═══ Quoted passage

As usually, when working with Spark in the notebook, we check the the SparkContext variable is available:   

In [3]:
sc

<pyspark.context.SparkContext at 0x7f2b0d267160>

Next, we follow the example by booking and filling a couple of histograms:

In [4]:
from histogrammar import *
from histogrammar.plot.bokeh import plot,save,view

In [5]:
simple = [3.4, 2.2, -1.8, 0.0, 7.3, -4.7, 1.6, 0.0, -3.0, -1.7]

In [6]:
one = Histogram(5, -5.0, 8.0, lambda x: x)
two = Histogram(5, -3.0, 7.0, lambda x: x)

In [7]:
labeling = Label(one=one, two=two)
for _ in simple: labeling.fill(_)

In [8]:
glyph_one = one.bokeh()
plot_one = plot(glyph_one)

Usual approach would be to save the histogram plot as HTML to the disk. This is still possible:

In [9]:
save(plot_one,"python_plot_one.html")

══════
═══ Items

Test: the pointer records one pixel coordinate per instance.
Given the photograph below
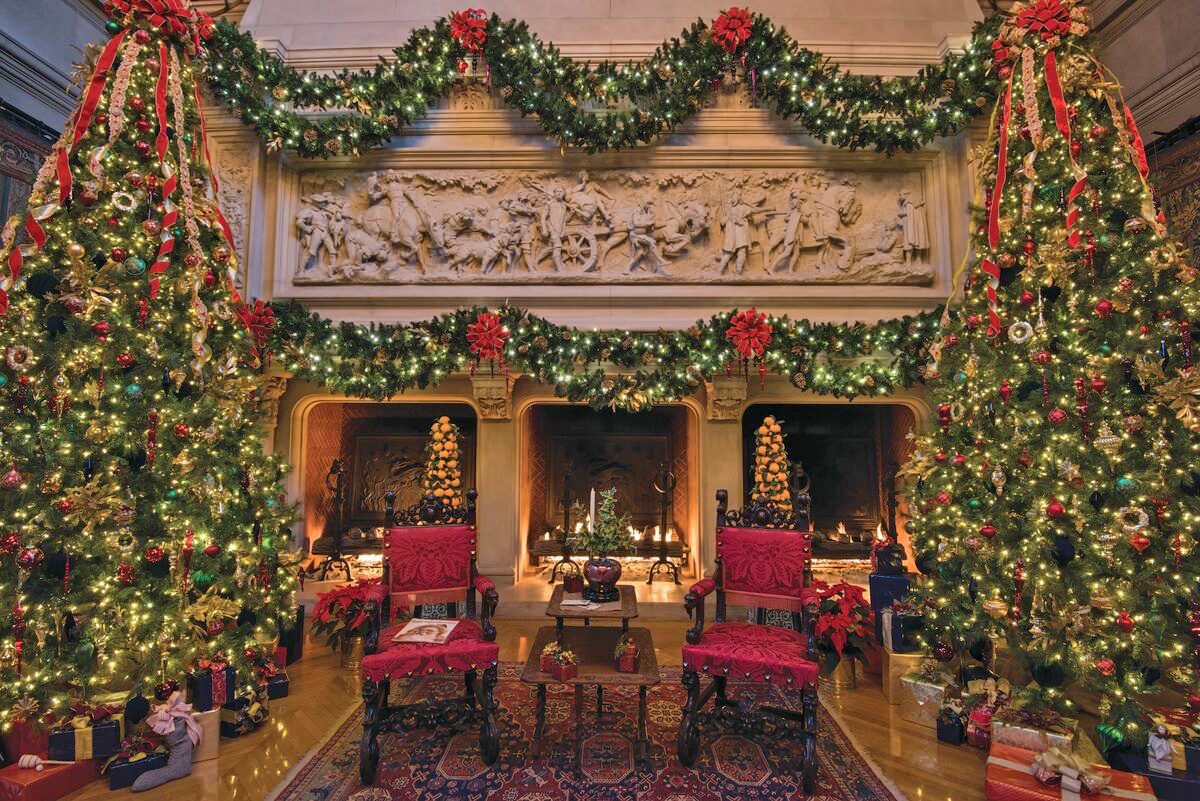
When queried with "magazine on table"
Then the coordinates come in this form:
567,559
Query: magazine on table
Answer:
420,630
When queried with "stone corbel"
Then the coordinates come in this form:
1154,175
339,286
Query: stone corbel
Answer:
725,397
493,393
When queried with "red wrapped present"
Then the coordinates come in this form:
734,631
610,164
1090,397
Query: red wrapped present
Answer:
1019,775
48,784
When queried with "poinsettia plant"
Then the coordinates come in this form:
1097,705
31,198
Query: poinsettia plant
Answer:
845,624
341,613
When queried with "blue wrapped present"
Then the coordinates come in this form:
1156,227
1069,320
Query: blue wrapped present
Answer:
210,687
124,772
85,739
886,590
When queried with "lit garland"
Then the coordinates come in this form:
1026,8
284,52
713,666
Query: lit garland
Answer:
617,369
609,107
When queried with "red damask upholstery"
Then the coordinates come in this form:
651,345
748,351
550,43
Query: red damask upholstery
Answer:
747,651
765,561
430,558
465,650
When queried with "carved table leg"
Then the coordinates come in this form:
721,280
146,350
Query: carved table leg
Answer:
540,728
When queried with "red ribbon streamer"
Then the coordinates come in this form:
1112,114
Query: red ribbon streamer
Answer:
1001,166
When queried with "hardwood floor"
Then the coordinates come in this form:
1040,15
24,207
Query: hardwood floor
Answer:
322,694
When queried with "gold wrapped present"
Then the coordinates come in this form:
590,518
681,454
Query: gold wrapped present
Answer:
895,666
923,694
1033,730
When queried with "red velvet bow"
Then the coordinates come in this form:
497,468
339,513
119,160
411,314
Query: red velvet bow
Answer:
1047,17
469,28
731,29
749,332
486,336
175,17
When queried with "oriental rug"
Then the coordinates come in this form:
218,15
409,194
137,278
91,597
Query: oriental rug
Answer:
444,766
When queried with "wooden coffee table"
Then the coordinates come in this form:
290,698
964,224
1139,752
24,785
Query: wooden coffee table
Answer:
559,613
593,648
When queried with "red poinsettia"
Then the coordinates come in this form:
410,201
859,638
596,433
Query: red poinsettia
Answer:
1047,17
486,336
749,332
469,28
732,29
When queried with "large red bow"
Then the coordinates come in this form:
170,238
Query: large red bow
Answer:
469,28
749,332
1047,17
731,29
486,336
177,18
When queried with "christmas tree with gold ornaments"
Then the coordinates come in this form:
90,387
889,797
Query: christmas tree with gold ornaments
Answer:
443,470
1055,500
772,470
139,518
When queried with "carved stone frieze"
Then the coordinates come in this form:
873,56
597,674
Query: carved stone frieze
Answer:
623,227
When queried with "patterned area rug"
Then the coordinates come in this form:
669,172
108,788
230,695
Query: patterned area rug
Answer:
445,766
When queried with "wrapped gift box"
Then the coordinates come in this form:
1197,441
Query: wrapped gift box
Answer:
48,784
82,741
1011,778
1176,786
125,772
922,698
895,666
210,688
210,740
1032,730
885,590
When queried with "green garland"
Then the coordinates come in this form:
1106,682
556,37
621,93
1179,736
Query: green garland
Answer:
616,369
609,107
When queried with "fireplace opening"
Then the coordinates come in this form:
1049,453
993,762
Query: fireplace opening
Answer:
379,447
850,455
570,450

══════

» **Short exercise A**
Copy the notebook excerpt from "<pyspark.context.SparkContext at 0x7f2b0d267160>" up to and including "7.0, lambda x: x)", substituting "values" for "simple".
» **Short exercise B**
Summarize the notebook excerpt in two sentences.

» **Complete output A**
<pyspark.context.SparkContext at 0x7f2b0d267160>

Next, we follow the example by booking and filling a couple of histograms:

In [4]:
from histogrammar import *
from histogrammar.plot.bokeh import plot,save,view

In [5]:
values = [3.4, 2.2, -1.8, 0.0, 7.3, -4.7, 1.6, 0.0, -3.0, -1.7]

In [6]:
one = Histogram(5, -5.0, 8.0, lambda x: x)
two = Histogram(5, -3.0, 7.0, lambda x: x)

» **Complete output B**
The notebook excerpt first checks that the SparkContext variable is available, then books two histograms and fills them from a short list of numbers. It makes a Bokeh plot of one histogram and shows that saving the plot to disk as HTML is still possible.